» Task to complete: Filter the records below down to the lines containing the string "wooden", and copy each matching line unchanged.

[Data shown start]

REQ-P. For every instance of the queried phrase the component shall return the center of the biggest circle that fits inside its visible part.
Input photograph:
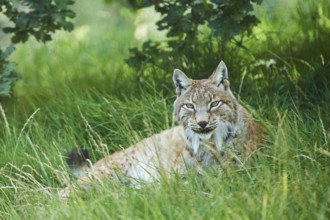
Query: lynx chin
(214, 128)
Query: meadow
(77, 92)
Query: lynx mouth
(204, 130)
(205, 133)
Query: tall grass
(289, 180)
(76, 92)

[Data shown end]
[Data shown start]

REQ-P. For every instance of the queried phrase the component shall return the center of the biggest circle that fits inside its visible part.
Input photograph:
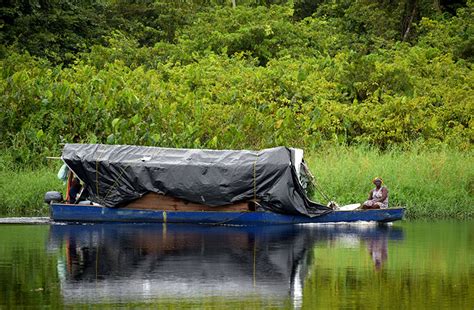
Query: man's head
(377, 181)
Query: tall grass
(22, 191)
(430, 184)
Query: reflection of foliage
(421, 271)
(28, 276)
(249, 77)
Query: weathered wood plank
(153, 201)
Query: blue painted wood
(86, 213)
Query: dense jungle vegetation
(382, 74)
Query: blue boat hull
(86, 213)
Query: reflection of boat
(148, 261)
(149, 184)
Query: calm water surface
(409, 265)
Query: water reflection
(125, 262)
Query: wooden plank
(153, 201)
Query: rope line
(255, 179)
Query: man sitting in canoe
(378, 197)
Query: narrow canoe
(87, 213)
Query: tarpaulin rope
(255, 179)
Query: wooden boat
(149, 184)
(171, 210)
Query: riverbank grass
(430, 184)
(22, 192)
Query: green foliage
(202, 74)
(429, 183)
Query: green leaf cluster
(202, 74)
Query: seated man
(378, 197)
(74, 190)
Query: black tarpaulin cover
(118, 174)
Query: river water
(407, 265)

[Data shown end]

» Exercise output:
Query: wooden plank
Query: wooden boat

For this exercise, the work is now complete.